What to do = Your answer should be an exact copy of every record.
Start of Stored data
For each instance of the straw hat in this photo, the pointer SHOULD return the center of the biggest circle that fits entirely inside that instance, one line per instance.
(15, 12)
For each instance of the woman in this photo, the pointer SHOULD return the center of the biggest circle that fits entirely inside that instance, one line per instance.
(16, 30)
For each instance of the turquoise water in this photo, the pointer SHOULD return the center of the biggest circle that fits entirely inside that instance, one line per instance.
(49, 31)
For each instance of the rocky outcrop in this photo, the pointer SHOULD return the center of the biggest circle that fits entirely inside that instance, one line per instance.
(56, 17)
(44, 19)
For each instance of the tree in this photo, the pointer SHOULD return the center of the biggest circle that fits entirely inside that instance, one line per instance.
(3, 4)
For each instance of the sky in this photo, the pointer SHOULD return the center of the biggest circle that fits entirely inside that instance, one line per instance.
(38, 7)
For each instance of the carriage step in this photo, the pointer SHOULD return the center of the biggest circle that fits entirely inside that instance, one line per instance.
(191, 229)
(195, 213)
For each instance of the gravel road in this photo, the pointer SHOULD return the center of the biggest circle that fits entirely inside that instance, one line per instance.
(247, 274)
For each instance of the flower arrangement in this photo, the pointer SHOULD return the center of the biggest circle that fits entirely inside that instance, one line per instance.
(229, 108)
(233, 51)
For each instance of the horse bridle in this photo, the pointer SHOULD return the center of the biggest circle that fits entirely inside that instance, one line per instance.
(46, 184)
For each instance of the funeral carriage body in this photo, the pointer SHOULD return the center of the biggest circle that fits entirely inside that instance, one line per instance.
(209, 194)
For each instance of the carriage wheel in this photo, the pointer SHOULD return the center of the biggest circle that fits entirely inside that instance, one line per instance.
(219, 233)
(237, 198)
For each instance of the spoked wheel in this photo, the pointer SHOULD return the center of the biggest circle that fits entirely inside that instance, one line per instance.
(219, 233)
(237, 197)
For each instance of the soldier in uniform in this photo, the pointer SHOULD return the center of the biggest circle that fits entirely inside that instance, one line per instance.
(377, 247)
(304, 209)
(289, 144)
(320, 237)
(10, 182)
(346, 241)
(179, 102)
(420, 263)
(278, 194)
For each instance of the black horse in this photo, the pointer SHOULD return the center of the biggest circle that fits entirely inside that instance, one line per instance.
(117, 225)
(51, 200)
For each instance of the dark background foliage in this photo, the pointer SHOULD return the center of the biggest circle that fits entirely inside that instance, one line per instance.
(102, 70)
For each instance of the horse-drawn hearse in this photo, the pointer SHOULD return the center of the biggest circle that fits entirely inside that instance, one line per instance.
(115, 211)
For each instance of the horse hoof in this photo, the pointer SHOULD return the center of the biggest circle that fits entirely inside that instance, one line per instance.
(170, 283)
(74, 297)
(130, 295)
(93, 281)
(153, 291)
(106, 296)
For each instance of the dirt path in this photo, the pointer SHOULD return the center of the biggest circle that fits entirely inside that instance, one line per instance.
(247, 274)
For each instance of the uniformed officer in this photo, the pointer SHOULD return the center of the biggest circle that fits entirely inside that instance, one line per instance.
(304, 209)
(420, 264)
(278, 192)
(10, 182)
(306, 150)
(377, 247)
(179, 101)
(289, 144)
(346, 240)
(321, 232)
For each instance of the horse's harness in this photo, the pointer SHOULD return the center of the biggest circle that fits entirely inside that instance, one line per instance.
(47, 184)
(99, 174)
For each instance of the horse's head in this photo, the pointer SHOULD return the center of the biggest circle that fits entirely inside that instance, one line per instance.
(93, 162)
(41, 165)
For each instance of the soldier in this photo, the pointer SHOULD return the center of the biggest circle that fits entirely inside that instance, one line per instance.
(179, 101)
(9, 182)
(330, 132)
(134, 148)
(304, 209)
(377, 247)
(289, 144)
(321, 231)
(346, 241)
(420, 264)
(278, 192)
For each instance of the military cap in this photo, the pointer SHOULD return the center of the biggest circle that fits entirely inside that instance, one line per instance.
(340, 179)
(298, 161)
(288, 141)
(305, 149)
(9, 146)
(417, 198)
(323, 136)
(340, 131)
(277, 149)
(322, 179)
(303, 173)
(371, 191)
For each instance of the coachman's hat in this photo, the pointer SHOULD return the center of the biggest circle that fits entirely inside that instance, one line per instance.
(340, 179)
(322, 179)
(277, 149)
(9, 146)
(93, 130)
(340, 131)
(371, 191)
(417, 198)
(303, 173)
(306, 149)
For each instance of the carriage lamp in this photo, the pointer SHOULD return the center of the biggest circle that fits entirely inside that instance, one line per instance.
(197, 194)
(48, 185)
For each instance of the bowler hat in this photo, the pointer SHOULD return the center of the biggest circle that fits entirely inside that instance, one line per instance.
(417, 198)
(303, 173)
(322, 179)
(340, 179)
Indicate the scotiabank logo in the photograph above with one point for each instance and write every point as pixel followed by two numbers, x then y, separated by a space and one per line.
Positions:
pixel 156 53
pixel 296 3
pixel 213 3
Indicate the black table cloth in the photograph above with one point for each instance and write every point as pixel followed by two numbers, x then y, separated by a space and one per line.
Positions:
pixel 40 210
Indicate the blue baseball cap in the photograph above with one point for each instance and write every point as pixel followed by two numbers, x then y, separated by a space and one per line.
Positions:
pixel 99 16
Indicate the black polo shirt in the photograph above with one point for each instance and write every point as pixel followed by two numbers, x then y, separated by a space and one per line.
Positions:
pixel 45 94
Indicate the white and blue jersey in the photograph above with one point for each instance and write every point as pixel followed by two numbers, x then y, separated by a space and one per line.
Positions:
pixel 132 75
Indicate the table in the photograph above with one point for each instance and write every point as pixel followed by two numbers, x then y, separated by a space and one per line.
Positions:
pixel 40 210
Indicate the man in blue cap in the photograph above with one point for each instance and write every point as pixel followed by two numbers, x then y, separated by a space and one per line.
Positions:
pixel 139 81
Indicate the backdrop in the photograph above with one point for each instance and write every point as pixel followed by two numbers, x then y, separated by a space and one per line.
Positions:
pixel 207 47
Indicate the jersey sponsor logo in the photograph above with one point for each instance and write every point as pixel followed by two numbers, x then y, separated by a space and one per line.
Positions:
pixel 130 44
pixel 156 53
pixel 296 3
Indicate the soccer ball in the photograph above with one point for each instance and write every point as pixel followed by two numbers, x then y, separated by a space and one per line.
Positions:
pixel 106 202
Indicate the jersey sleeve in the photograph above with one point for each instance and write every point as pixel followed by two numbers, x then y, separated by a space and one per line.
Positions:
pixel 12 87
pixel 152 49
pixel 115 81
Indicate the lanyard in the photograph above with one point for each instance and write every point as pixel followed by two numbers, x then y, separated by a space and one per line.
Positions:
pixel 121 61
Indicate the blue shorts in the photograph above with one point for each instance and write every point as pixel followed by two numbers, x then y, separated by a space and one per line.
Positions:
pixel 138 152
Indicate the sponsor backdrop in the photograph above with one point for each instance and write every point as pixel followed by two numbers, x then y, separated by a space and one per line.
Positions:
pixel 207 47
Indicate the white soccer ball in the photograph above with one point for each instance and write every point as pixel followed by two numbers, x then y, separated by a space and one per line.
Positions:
End of Stored data
Reply =
For each instance of the straw hat in this photo, the pointer SHOULD return the center of the biggest circle that fits entirely inside that instance, one line per instance.
(15, 12)
For each instance of the woman in this photo, the pointer SHOULD return the center of the biggest circle that fits entirely inside that instance, one line per instance.
(16, 30)
For each instance of the turquoise water in this photo, the pointer SHOULD return the center of the biggest circle that fits entirely inside that instance, one line per instance.
(49, 31)
For each instance of the rocky outcrop in this photo, the pointer SHOULD return the center of the biggest circle that fits entirely inside that instance, one line per instance.
(56, 17)
(44, 19)
For each instance of the tree in this photo, the pointer SHOULD return the center of the biggest circle that fits entirely inside that instance, one line per instance.
(3, 4)
For each instance of the sky in this photo, the pointer SHOULD return the center of the biggest circle that fits entirely inside that instance, one line per instance.
(38, 7)
For each instance of the carriage step in this photo, the pointer SHOULD return the center of the biggest circle that fits entirely inside that instance, one line per instance.
(191, 229)
(195, 213)
For each instance of the gravel road in this photo, the pointer SHOULD return the center of the biggest circle that fits entirely inside that instance, one line per instance.
(247, 274)
For each instance of the flower arrangement in this photo, the pointer SHOULD return the center of the biggest circle that fits entirely inside that instance, one line per instance.
(229, 108)
(233, 51)
For each instance of the horse bridle in this photo, the pointer SHOULD return the center of the biggest circle that fits entirely inside that instance, one line per instance.
(46, 184)
For each instance of the funeral carriage body in this photo, the pointer SHOULD return the center of the biggest circle that fits entirely inside that instance, one line per instance.
(209, 194)
For each instance of the carriage wheel in this photo, the pointer SHOULD return the center of the biggest circle that fits entirely inside that instance, one line per instance.
(219, 233)
(237, 198)
For each instance of the spoked wheel in this photo, the pointer SHOULD return the center of the biggest circle that fits entirely inside that instance, one line per instance.
(219, 233)
(237, 197)
For each instance of the soldier in uniform in this photo, the pointer SHOULD return the center of the biggest circle that fits entirely inside that instance, one line per instance.
(377, 247)
(304, 209)
(289, 144)
(320, 237)
(10, 182)
(346, 241)
(179, 102)
(420, 263)
(278, 194)
For each instance of the black horse in this photo, the pointer SHOULD return the center of the biggest circle that fits entirely inside that instance, one line per instance.
(117, 225)
(51, 200)
For each instance of the dark background foliage in this photo, the pointer SHOULD return the center of the biggest circle that fits entirely inside that instance, one line per instance.
(102, 70)
For each instance of the horse-drawn hearse in this photo, the pointer SHOULD return the center of the biggest circle that fits entirely inside that instance, one line per instance.
(115, 211)
For each instance of the horse hoof in this photo, the pointer SHOULD return the center of the biggest circle that fits entirely inside that instance, one line per instance.
(170, 283)
(74, 297)
(130, 295)
(93, 281)
(153, 291)
(106, 296)
For each instance of the dirt path in this photo, the pointer SHOULD return the center of the biggest circle that fits entirely inside that instance, one line per instance.
(247, 274)
For each instance of the uniformed officer in this photo, the pointer SHOULD return the center of the biggest circle that fits entirely inside that instance, one line per instance.
(304, 209)
(420, 264)
(278, 192)
(10, 182)
(306, 150)
(377, 247)
(179, 101)
(289, 144)
(346, 240)
(321, 232)
For each instance of the horse's harness in this photo, the pointer SHOULD return the center of the biggest circle that fits entirely inside that instance, one line per instance.
(47, 184)
(99, 174)
For each instance of the horse's head in this photo, the pointer SHOULD return the center of the biggest circle that fits entirely inside that instance, one line per instance.
(93, 162)
(41, 165)
For each instance of the soldier in this photo, the pointer SHOULD return the center of the biggest circle that fits entirely inside that instance, one line per instance.
(179, 101)
(9, 182)
(330, 132)
(134, 148)
(304, 209)
(377, 247)
(289, 144)
(321, 231)
(346, 241)
(420, 264)
(278, 192)
For each instance of the military cap in this photo, the pointer SHOULD return the center of the biggest circle that fits entirely inside that instance, one line per instance.
(340, 179)
(298, 161)
(288, 141)
(305, 149)
(9, 146)
(417, 198)
(323, 136)
(340, 131)
(277, 149)
(322, 179)
(303, 173)
(371, 191)
For each instance of the coachman's hat in this photo, the pointer SHOULD return the center of the biggest circle that fits entirely inside that instance, one line per instance.
(340, 179)
(322, 179)
(277, 149)
(9, 146)
(93, 130)
(340, 131)
(371, 191)
(417, 198)
(303, 173)
(306, 149)
For each instance of the carriage lamp in this photo, the pointer SHOULD return the center of the biggest circle that fits entirely inside that instance, one line per instance.
(197, 194)
(48, 185)
For each instance of the bowler hat in this photo, the pointer SHOULD return the center of the biggest circle that fits entirely inside that instance, one line per instance.
(417, 198)
(303, 173)
(322, 179)
(340, 179)
Indicate the scotiabank logo in the photograph above with one point for each instance and write every point as pixel followed by two numbers, x then y, separated by a space and one per line.
Positions:
pixel 156 53
pixel 296 3
pixel 213 3
Indicate the black table cloth in the photograph above with one point for each instance and write every point as pixel followed by two numbers, x then y, separated by a space and one per line.
Positions:
pixel 40 210
Indicate the blue baseball cap in the photograph above with one point for each instance and write every point as pixel followed by two numbers, x then y, separated by a space and one per line.
Positions:
pixel 99 16
Indicate the black polo shirt in the photograph above with one point for each instance and write every point as pixel followed by two numbers, x then y, separated by a space and one per line.
Positions:
pixel 45 94
Indicate the white and blue jersey in the photograph above with one point for each instance and write every point as pixel followed by two numbers, x then y, separated by a space and one per line.
Positions:
pixel 132 75
Indicate the table in the photograph above with one point for each instance and write every point as pixel followed by two numbers, x then y, separated by a space and one per line.
Positions:
pixel 40 210
Indicate the man in blue cap in the photograph above with one point for each instance and write every point as pixel followed by two numbers, x then y, separated by a space and one per line.
Positions:
pixel 139 81
Indicate the backdrop in the photograph above with one point for each instance and write every point as pixel followed by two numbers, x then y, separated by a space and one per line.
Positions:
pixel 207 47
Indicate the jersey sponsor logo in the photograph above with one point for each instance and write every point as pixel followed by two numbers, x then y, separated by a space and one per line.
Positions:
pixel 130 44
pixel 156 53
pixel 296 3
Indicate the soccer ball in the photograph above with one point for each instance and write every point as pixel followed by two numbers, x then y, separated by a space and one per line.
Positions:
pixel 106 202
Indicate the jersey sleeve in the photograph above with one point for each instance and write every point as pixel followed by two numbers, x then y, separated by a space and one per line.
Positions:
pixel 12 87
pixel 152 49
pixel 115 81
Indicate the lanyard in the photograph above with one point for each instance and write every point as pixel followed by two numbers, x then y, separated by a space and one per line.
Positions:
pixel 121 61
Indicate the blue shorts in the photograph above with one point for each instance and write every point as pixel followed by two numbers, x then y, separated by a space and one per line.
Positions:
pixel 138 152
Indicate the sponsor backdrop in the photograph above with one point for each instance and write every point as pixel followed by two numbers, x then y, separated by a space and one per line.
Positions:
pixel 207 47
Indicate the white soccer ball in the photograph above with one point for each instance and write every point as pixel followed by two numbers, x then y, separated by a space and one per line.
Positions:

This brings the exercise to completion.